### What to work on
Reproduce the data word for word, from the line containing "Task: place a pin on each instance of the glass reflection" through the end of the data, including that first line.

### Entries
+---+
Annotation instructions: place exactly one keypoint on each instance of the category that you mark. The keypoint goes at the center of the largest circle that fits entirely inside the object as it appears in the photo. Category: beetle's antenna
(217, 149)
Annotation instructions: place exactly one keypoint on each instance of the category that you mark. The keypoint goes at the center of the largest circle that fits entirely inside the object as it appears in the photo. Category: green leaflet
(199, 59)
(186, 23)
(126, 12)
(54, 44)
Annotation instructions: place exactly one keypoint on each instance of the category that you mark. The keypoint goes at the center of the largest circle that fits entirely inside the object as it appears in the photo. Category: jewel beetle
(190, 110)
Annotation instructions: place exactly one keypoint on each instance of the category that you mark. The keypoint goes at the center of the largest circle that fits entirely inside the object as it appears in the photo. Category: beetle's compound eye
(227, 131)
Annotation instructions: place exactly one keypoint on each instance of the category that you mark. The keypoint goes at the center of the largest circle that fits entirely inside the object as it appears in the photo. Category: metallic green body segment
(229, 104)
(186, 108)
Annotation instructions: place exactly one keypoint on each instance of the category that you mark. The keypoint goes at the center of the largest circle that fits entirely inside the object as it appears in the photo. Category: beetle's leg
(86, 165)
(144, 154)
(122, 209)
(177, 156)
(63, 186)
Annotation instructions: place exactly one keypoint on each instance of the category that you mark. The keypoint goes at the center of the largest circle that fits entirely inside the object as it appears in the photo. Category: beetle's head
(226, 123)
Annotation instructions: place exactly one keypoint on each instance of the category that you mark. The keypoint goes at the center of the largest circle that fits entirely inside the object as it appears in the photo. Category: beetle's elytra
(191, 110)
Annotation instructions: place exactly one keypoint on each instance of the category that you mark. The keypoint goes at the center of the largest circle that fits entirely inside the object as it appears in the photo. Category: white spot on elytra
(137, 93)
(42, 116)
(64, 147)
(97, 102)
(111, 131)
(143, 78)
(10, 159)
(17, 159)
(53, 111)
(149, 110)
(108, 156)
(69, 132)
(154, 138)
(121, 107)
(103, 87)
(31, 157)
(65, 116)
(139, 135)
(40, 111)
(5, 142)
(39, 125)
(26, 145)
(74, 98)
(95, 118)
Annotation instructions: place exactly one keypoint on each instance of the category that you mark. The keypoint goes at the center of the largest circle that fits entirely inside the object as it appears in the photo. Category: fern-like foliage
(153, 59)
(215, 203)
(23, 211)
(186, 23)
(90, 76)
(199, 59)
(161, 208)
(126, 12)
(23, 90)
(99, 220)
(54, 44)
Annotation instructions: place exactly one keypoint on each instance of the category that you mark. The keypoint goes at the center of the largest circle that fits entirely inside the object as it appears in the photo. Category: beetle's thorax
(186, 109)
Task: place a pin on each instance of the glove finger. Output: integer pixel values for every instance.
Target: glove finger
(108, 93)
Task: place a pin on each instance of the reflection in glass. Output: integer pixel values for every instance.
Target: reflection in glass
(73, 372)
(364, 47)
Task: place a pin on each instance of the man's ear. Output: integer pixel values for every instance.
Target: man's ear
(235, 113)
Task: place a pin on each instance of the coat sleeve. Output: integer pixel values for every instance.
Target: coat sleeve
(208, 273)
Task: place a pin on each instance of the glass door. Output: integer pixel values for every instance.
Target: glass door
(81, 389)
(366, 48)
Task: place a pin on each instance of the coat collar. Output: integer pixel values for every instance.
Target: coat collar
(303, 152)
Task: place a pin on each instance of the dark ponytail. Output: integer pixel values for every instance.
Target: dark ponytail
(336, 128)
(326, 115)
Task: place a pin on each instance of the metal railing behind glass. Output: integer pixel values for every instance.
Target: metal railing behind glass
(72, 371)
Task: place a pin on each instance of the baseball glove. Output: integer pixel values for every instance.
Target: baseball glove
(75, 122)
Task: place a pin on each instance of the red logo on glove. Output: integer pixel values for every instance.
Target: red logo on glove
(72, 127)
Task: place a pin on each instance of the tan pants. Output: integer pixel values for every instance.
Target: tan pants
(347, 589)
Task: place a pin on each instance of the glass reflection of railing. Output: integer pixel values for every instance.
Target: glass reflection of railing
+---+
### Written answer
Task: place a pin on each instance of the glass reflection of railing. Output: integer pixel values for every instance.
Target: glass reflection of railing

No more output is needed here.